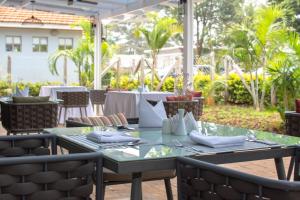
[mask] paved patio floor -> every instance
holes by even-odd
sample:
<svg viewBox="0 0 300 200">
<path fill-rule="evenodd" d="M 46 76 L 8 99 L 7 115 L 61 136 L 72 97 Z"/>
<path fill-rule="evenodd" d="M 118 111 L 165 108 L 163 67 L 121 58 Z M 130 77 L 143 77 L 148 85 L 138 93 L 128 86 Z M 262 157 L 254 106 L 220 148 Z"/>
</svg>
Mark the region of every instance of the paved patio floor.
<svg viewBox="0 0 300 200">
<path fill-rule="evenodd" d="M 0 126 L 0 135 L 6 135 L 6 131 Z M 284 159 L 286 169 L 290 159 Z M 276 179 L 276 170 L 273 160 L 261 160 L 244 163 L 234 163 L 224 165 L 228 168 Z M 174 199 L 177 199 L 176 179 L 172 180 Z M 130 184 L 108 186 L 106 188 L 105 200 L 129 200 Z M 163 181 L 151 181 L 143 183 L 143 199 L 144 200 L 166 200 L 165 188 Z"/>
</svg>

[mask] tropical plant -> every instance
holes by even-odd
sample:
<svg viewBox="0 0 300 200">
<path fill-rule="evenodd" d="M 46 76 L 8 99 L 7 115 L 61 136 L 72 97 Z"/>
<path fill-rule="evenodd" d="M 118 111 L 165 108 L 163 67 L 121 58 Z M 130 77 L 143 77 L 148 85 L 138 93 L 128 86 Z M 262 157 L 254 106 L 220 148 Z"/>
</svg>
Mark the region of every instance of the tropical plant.
<svg viewBox="0 0 300 200">
<path fill-rule="evenodd" d="M 143 36 L 147 42 L 147 46 L 151 50 L 151 88 L 154 89 L 157 55 L 170 38 L 182 32 L 182 26 L 175 18 L 159 17 L 158 13 L 155 12 L 148 13 L 147 19 L 148 22 L 146 24 L 139 26 L 135 30 L 135 36 Z"/>
<path fill-rule="evenodd" d="M 248 9 L 242 24 L 235 25 L 229 32 L 230 53 L 245 88 L 251 94 L 256 110 L 264 108 L 266 87 L 259 86 L 259 74 L 262 83 L 266 80 L 266 68 L 273 55 L 285 46 L 288 29 L 283 17 L 285 9 L 279 6 Z M 250 75 L 250 84 L 243 77 L 243 71 Z"/>
<path fill-rule="evenodd" d="M 59 75 L 57 63 L 61 57 L 69 58 L 78 70 L 80 85 L 91 86 L 94 81 L 94 32 L 90 21 L 81 20 L 72 25 L 82 29 L 82 38 L 73 49 L 57 50 L 49 57 L 49 69 L 52 74 Z M 112 57 L 116 47 L 103 41 L 101 46 L 102 65 Z"/>
</svg>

+ + +

Above are the records; reproduce them exactly and leave out the pictures.

[mask] paved patio floor -> every instance
holes by even-odd
sample:
<svg viewBox="0 0 300 200">
<path fill-rule="evenodd" d="M 46 76 L 8 99 L 7 115 L 61 136 L 72 97 Z"/>
<path fill-rule="evenodd" d="M 118 111 L 165 108 L 163 67 L 121 58 Z M 130 77 L 143 77 L 148 85 L 138 93 L 128 86 Z M 262 157 L 254 106 L 220 148 Z"/>
</svg>
Mark the region of every instance of the paved patio floor.
<svg viewBox="0 0 300 200">
<path fill-rule="evenodd" d="M 0 126 L 0 135 L 6 135 L 6 131 Z M 284 159 L 286 169 L 290 159 Z M 276 179 L 276 170 L 273 160 L 261 160 L 244 163 L 234 163 L 224 165 L 228 168 Z M 174 199 L 177 199 L 176 179 L 172 180 Z M 130 184 L 108 186 L 106 188 L 105 200 L 129 200 Z M 163 181 L 151 181 L 143 183 L 143 199 L 144 200 L 166 200 L 165 188 Z"/>
</svg>

[mask] tropical plant -> every instance
holes by even-odd
sample:
<svg viewBox="0 0 300 200">
<path fill-rule="evenodd" d="M 46 76 L 8 99 L 7 115 L 61 136 L 72 97 Z"/>
<path fill-rule="evenodd" d="M 118 111 L 165 108 L 163 67 L 121 58 Z M 130 77 L 143 77 L 148 85 L 138 93 L 128 86 Z M 262 157 L 254 106 L 220 148 Z"/>
</svg>
Mark the region of every instance of the tropical plant.
<svg viewBox="0 0 300 200">
<path fill-rule="evenodd" d="M 143 36 L 147 42 L 147 46 L 151 50 L 151 88 L 154 89 L 157 55 L 170 38 L 182 32 L 182 26 L 175 18 L 159 17 L 158 13 L 155 12 L 148 13 L 147 19 L 148 22 L 146 24 L 139 26 L 135 30 L 135 36 Z"/>
<path fill-rule="evenodd" d="M 248 9 L 242 24 L 235 25 L 229 32 L 230 53 L 245 88 L 251 94 L 256 110 L 264 108 L 266 87 L 259 86 L 259 74 L 262 83 L 266 80 L 266 68 L 273 55 L 285 46 L 288 29 L 283 17 L 285 9 L 279 6 Z M 250 75 L 250 84 L 243 77 L 243 71 Z"/>
<path fill-rule="evenodd" d="M 59 75 L 57 63 L 61 57 L 69 58 L 78 70 L 80 85 L 91 86 L 94 81 L 94 32 L 90 21 L 81 20 L 72 25 L 82 29 L 82 38 L 73 49 L 57 50 L 49 57 L 49 69 L 52 74 Z M 112 57 L 116 47 L 103 41 L 101 46 L 102 65 Z"/>
</svg>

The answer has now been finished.